# Exercise aim
Please rewrite the records below with every instance of "integer pixel coordinates" changed to "whole-number pixel coordinates" and nothing else altered.

┌─ Listed records

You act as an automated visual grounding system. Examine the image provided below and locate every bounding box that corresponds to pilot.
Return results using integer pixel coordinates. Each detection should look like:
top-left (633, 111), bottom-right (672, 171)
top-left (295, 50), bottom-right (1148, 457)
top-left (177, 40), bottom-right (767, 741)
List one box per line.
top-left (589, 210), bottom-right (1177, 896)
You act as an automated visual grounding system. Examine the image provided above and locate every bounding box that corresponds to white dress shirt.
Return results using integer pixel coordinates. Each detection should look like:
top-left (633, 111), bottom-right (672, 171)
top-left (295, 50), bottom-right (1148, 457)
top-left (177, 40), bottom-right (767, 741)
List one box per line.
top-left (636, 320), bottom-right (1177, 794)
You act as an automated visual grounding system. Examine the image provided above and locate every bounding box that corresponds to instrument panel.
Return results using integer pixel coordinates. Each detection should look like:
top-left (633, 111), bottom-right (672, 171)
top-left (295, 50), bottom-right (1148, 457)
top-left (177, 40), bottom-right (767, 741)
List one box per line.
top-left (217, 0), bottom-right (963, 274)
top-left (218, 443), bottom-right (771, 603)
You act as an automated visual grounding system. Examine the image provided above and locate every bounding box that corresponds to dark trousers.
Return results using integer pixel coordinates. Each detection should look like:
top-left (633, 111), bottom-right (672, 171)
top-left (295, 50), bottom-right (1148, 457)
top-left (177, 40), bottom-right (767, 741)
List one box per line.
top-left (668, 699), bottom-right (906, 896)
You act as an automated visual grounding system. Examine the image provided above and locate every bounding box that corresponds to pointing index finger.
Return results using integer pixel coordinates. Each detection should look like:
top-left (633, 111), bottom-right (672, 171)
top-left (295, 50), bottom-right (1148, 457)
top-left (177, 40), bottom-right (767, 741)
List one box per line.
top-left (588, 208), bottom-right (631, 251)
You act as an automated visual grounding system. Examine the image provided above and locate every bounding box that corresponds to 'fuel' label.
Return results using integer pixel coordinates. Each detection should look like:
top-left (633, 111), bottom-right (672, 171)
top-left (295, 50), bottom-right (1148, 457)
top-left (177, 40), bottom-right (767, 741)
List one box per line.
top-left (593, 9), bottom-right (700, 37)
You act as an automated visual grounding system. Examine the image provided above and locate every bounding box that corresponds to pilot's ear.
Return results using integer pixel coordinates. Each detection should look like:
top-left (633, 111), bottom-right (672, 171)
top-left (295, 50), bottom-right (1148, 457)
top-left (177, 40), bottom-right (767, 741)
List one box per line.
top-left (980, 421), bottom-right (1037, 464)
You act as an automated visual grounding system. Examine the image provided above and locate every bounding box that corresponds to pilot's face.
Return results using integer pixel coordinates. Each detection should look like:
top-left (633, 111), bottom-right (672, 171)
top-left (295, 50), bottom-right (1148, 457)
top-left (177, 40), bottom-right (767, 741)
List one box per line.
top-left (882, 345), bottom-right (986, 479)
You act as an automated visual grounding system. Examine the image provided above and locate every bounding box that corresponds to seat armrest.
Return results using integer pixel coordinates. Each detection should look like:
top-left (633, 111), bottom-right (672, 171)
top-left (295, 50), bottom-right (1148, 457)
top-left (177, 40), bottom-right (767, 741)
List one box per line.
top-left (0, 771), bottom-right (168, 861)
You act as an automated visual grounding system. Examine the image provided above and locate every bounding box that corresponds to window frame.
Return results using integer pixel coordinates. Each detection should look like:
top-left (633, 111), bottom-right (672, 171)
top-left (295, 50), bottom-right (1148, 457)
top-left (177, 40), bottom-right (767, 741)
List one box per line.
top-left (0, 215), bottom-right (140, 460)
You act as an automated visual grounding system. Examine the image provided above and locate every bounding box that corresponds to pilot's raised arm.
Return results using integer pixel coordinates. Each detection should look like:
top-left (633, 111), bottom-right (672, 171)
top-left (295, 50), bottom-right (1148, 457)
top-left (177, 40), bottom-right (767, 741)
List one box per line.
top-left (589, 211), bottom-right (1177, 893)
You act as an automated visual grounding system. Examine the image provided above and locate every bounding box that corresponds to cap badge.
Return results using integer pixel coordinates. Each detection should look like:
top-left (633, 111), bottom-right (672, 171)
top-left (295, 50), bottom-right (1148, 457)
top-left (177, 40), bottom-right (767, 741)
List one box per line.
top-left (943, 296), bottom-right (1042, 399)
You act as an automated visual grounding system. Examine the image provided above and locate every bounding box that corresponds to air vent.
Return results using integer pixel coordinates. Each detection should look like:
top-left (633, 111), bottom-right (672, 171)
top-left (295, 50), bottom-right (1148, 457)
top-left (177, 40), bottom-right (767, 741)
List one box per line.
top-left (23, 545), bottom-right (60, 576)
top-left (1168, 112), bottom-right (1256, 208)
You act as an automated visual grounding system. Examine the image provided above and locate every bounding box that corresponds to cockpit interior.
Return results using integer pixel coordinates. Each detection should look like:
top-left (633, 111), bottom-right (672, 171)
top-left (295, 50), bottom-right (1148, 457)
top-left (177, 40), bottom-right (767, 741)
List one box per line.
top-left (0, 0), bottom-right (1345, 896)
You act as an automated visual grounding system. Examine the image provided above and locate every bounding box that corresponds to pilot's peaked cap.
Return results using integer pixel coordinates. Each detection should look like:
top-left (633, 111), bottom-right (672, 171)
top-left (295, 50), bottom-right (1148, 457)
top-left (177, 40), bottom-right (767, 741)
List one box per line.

└─

# Output for this exercise
You act as an automated visual grounding system. Examine the image provided below and locate every bounding box that corresponds to pilot.
Return results using whole-number pixel coordinates. Each detection should look like:
top-left (633, 111), bottom-right (672, 171)
top-left (295, 50), bottom-right (1148, 457)
top-left (177, 40), bottom-right (767, 741)
List one box per line.
top-left (589, 210), bottom-right (1177, 896)
You act as an automated visual grounding system. Examine the image provided above and locate every bounding box that corresponds to white dress shirt.
Return results using whole-number pixel coordinates. Each detection should look like:
top-left (633, 111), bottom-right (672, 171)
top-left (295, 50), bottom-right (1148, 457)
top-left (177, 40), bottom-right (767, 741)
List one box per line.
top-left (636, 320), bottom-right (1177, 794)
You act as an automated visual grounding system. Examine the image provided above and locate every bounding box that corresponds to instrument panel.
Return results using whole-number pixel coordinates. Each detection should look like:
top-left (633, 111), bottom-right (672, 171)
top-left (295, 50), bottom-right (1148, 457)
top-left (177, 40), bottom-right (767, 741)
List one box per line.
top-left (217, 0), bottom-right (963, 274)
top-left (218, 443), bottom-right (771, 603)
You act as an automated visual grounding system. Examine the image provided above and locate every bounding box that corresponds to dark trousers.
Return results using whole-number pixel coordinates. Each detection should look like:
top-left (633, 111), bottom-right (672, 171)
top-left (295, 50), bottom-right (1148, 457)
top-left (177, 40), bottom-right (767, 741)
List one box per line.
top-left (668, 699), bottom-right (906, 896)
You act as an automated visual grounding system. Examine the image provided above and locate every bounding box that corresponds to pointing index finger.
Return results using whole-number pixel coordinates. Each detection should look like:
top-left (633, 111), bottom-right (672, 171)
top-left (295, 50), bottom-right (1148, 457)
top-left (177, 40), bottom-right (767, 741)
List one box per line.
top-left (588, 208), bottom-right (631, 251)
You act as an automated visual grounding system. Examine the image provided above and locate every bounding box that corresponds to 'fuel' label.
Return results using whole-number pixel coordinates. Each detection should look like:
top-left (633, 111), bottom-right (672, 171)
top-left (295, 50), bottom-right (1148, 457)
top-left (177, 40), bottom-right (767, 741)
List one box per line.
top-left (593, 9), bottom-right (700, 37)
You act as an automated visual grounding system. Examine the image provided above and locate every bounding box that corresponds to pilot's ear.
Return results using whole-number pixel coordinates. Each detection should look like:
top-left (633, 111), bottom-right (672, 171)
top-left (295, 50), bottom-right (1148, 457)
top-left (177, 40), bottom-right (767, 741)
List one box per line.
top-left (980, 421), bottom-right (1037, 464)
You act as an automated visual grounding system. Examine the image provided above and locate every bounding box that corresponds to pilot's face.
Return results using whole-number pixel coordinates. Each detection should look like:
top-left (633, 111), bottom-right (672, 171)
top-left (295, 50), bottom-right (1148, 457)
top-left (177, 40), bottom-right (767, 741)
List one box per line.
top-left (882, 345), bottom-right (986, 479)
You act as an automated visual grounding system. Examine the image provided above and locate every bounding box that corresponds to seat armrest.
Return results using whole-number pixel coordinates. Each detection should look like:
top-left (633, 111), bottom-right (672, 171)
top-left (295, 50), bottom-right (1148, 457)
top-left (177, 40), bottom-right (767, 741)
List one box per line.
top-left (0, 771), bottom-right (168, 861)
You act as an automated visual grounding system. Examine the image provided above and locate every bounding box that corresponds to window frame.
Return results using whole-number pixel coordinates. Each detection should look like:
top-left (633, 111), bottom-right (672, 171)
top-left (295, 50), bottom-right (1148, 457)
top-left (177, 40), bottom-right (767, 741)
List one box per line.
top-left (0, 215), bottom-right (140, 460)
You act as an automated visual grounding system. Examine the image provided above and locate every bounding box that corresponds to pilot's raised arm.
Return results using whole-number pixel coordinates. Each detection should look like:
top-left (633, 111), bottom-right (672, 171)
top-left (295, 50), bottom-right (1148, 457)
top-left (177, 40), bottom-right (767, 741)
List one box per line.
top-left (589, 211), bottom-right (1177, 893)
You act as an automated visual grounding system. Examine the image provided above and locate every bounding box that corresponds to cap badge.
Return results using whole-number pixel coordinates. Each detection should look like:
top-left (633, 111), bottom-right (672, 171)
top-left (295, 50), bottom-right (1148, 457)
top-left (177, 40), bottom-right (767, 741)
List one box per line.
top-left (943, 296), bottom-right (1042, 399)
You act as an automated visual grounding system. Examine the image provided above and locate every bounding box that corresponds to air vent.
Return results using whole-number pixel coordinates. Each detection should look like:
top-left (633, 111), bottom-right (672, 171)
top-left (295, 50), bottom-right (1148, 457)
top-left (177, 40), bottom-right (767, 741)
List one box per line.
top-left (23, 545), bottom-right (60, 576)
top-left (1168, 112), bottom-right (1256, 208)
You act as an automated visual grounding system. Examine the image provided above and locate every bounding box that corresponds to cockpit interior.
Return results using whole-number pixel coordinates. Each detection should look like:
top-left (633, 111), bottom-right (672, 171)
top-left (295, 50), bottom-right (1148, 457)
top-left (177, 40), bottom-right (767, 741)
List one box per line.
top-left (0, 0), bottom-right (1345, 896)
You act as an automated visual grounding system. Examine the image provided above and locate every bounding box that corresponds to pilot's peaked cap.
Return results using whole-number pixel coordinates. Each detection should look like:
top-left (633, 111), bottom-right (672, 171)
top-left (295, 50), bottom-right (1148, 457)
top-left (177, 40), bottom-right (767, 741)
List one box per line.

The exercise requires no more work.